- _Information shown_

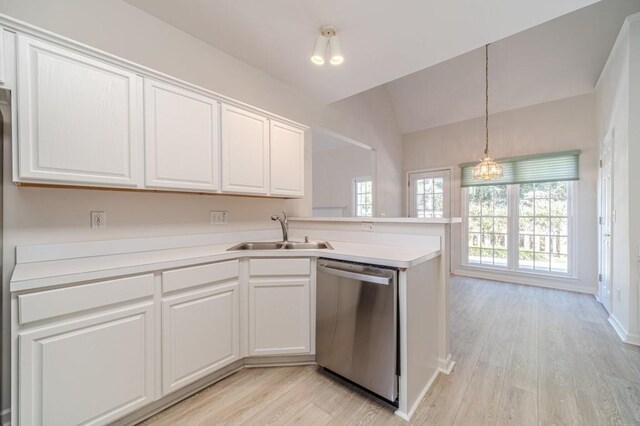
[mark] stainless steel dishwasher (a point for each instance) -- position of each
(357, 324)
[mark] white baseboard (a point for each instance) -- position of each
(446, 364)
(625, 336)
(445, 367)
(407, 416)
(5, 417)
(536, 280)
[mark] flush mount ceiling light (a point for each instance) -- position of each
(328, 40)
(487, 168)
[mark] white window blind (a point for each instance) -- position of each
(552, 167)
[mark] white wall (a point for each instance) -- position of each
(550, 127)
(34, 215)
(618, 99)
(333, 173)
(370, 118)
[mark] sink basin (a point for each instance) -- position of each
(279, 245)
(263, 245)
(308, 246)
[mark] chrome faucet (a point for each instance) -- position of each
(284, 223)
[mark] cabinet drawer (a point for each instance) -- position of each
(181, 279)
(280, 267)
(54, 303)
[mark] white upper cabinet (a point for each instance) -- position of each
(245, 151)
(287, 160)
(79, 119)
(182, 138)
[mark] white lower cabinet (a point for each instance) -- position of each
(89, 370)
(200, 334)
(280, 307)
(95, 352)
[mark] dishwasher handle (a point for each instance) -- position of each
(373, 279)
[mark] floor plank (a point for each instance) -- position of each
(524, 356)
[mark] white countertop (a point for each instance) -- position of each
(445, 220)
(29, 276)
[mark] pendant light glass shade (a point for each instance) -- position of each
(319, 49)
(487, 168)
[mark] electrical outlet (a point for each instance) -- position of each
(217, 218)
(366, 226)
(98, 220)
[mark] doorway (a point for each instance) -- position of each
(605, 228)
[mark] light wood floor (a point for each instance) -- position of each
(524, 355)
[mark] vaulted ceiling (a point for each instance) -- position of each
(555, 60)
(382, 40)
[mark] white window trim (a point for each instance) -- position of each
(354, 201)
(448, 191)
(512, 268)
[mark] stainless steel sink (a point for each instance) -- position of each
(280, 245)
(308, 246)
(276, 245)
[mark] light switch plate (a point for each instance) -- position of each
(217, 217)
(367, 226)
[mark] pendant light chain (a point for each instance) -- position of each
(487, 169)
(486, 99)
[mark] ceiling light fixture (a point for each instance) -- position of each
(487, 168)
(328, 39)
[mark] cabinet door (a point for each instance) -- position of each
(287, 160)
(182, 139)
(79, 119)
(200, 334)
(279, 316)
(245, 151)
(87, 371)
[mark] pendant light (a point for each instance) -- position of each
(328, 39)
(487, 168)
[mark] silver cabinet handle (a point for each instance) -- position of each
(356, 276)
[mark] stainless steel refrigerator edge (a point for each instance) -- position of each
(357, 324)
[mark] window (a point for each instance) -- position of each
(363, 197)
(521, 227)
(488, 225)
(543, 226)
(429, 194)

- _Problem to solve_
Print the listing exactly, minus its pictures.

- _Solution to the problem_
[mark] stainless steel dishwasher (a point for each instance) -- position of each
(357, 324)
[mark] white baseboard (a point for each instance) -- position of each
(446, 364)
(625, 336)
(445, 367)
(407, 416)
(5, 417)
(536, 280)
[mark] flush mount ceiling light (a point for each instance) -- position of each
(328, 40)
(487, 168)
[mark] white window blind (a point for each instance) -- position of each
(552, 167)
[mark] white wall (a point for each instance) -- position of each
(550, 127)
(34, 215)
(618, 99)
(333, 173)
(370, 118)
[mark] sink basin (a point for each instance) -- position of each
(279, 245)
(263, 245)
(308, 246)
[mark] chrome faucet (a point for each instance) -- position of each
(284, 223)
[mark] cabinet drawer (a point for each instance) -- position of each
(181, 279)
(280, 267)
(54, 303)
[mark] white upper cabinet (a point for each instance) -- position of each
(245, 151)
(287, 160)
(79, 119)
(182, 138)
[mark] white lower cabinet (a point for each instance) -- position of each
(89, 370)
(200, 334)
(280, 307)
(95, 352)
[mark] dishwasher handle (a point for each instance) -- position of each
(373, 279)
[mark] floor plank (a point for each instance) -- position of each
(524, 356)
[mark] white countertop (a point for each instance) -- position of each
(445, 220)
(29, 276)
[mark] pendant light glass shade (a point for each instance) -- position of each
(319, 49)
(487, 168)
[mark] electrical outlet (a point for each instance) -- position of each
(217, 218)
(366, 226)
(98, 220)
[mark] doorway (a point for each instance) -- position of each
(605, 228)
[mark] light wood floor (a point for each instance) -- position of each
(524, 355)
[mark] vaulted ceiling (a point for each instance) -- position of each
(555, 60)
(382, 40)
[mark] white window trim (a point for each instance) -- position of each
(354, 201)
(448, 191)
(512, 268)
[mark] stainless steel sink (a point for each instance) -- position of each
(280, 245)
(308, 246)
(276, 245)
[mark] light switch plate (a point for each instance) -- position of each
(217, 217)
(367, 226)
[mark] pendant light chain (a point for each instance) -- position of each
(487, 169)
(486, 99)
[mark] ceiling light fixture (a point for each instance) -- position of each
(487, 168)
(328, 39)
[mark] cabinet door (a point for each instance) -- position of each
(287, 160)
(182, 139)
(79, 119)
(200, 334)
(279, 316)
(245, 151)
(87, 371)
[mark] pendant light (a point for each instance) -- position of each
(328, 39)
(487, 168)
[mark] silver cabinet handle (a point for each instance) -- position of each
(356, 276)
[mark] stainless steel refrigerator edge (a point for each instance) -- position of each
(357, 324)
[mark] window (a point for each instance) -- position of each
(363, 197)
(521, 227)
(488, 225)
(543, 226)
(429, 194)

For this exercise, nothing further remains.